§ TASK INSTRUCTIONS
The answer should be the lines from the one with "45H56L58 42L50 43L46" through the final line of the entries, restated word for word.

§ Dataset entries

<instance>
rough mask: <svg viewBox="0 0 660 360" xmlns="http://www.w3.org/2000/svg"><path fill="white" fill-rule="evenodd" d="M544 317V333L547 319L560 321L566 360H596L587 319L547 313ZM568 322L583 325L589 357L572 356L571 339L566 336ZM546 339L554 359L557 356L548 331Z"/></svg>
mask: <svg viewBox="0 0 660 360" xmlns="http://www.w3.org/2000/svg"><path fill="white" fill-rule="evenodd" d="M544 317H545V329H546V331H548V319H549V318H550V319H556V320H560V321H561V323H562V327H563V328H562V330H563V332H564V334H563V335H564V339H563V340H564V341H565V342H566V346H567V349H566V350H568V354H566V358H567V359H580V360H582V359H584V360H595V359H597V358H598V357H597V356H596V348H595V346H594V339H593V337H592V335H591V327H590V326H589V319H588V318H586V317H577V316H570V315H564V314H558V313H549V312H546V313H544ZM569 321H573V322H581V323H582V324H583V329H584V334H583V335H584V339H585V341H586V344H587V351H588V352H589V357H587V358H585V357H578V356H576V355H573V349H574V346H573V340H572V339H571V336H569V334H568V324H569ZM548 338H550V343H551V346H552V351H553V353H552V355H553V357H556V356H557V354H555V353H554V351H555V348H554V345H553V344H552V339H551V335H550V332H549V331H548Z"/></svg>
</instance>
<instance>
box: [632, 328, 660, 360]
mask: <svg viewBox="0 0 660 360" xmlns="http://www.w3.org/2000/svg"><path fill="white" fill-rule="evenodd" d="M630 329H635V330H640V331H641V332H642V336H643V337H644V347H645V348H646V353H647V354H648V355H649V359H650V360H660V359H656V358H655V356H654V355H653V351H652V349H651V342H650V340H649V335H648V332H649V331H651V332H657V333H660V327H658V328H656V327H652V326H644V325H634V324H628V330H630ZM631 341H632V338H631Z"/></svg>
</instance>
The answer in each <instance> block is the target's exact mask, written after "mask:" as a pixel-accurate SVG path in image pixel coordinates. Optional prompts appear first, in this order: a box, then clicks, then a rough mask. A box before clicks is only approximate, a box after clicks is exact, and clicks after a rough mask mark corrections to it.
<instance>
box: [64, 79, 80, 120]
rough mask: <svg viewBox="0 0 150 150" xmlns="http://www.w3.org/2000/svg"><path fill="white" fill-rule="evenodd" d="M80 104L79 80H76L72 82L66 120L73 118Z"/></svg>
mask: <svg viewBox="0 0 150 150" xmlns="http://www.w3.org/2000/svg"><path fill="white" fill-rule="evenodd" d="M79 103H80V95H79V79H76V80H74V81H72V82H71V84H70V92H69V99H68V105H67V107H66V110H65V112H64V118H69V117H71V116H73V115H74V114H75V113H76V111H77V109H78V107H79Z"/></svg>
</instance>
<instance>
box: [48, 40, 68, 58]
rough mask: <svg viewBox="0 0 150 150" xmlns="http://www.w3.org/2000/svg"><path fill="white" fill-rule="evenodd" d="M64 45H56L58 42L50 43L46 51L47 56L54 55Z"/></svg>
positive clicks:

§ RESULT OF THE TASK
rough mask: <svg viewBox="0 0 150 150" xmlns="http://www.w3.org/2000/svg"><path fill="white" fill-rule="evenodd" d="M64 45H56L58 42L50 43L46 51L47 56L54 55Z"/></svg>
positive clicks:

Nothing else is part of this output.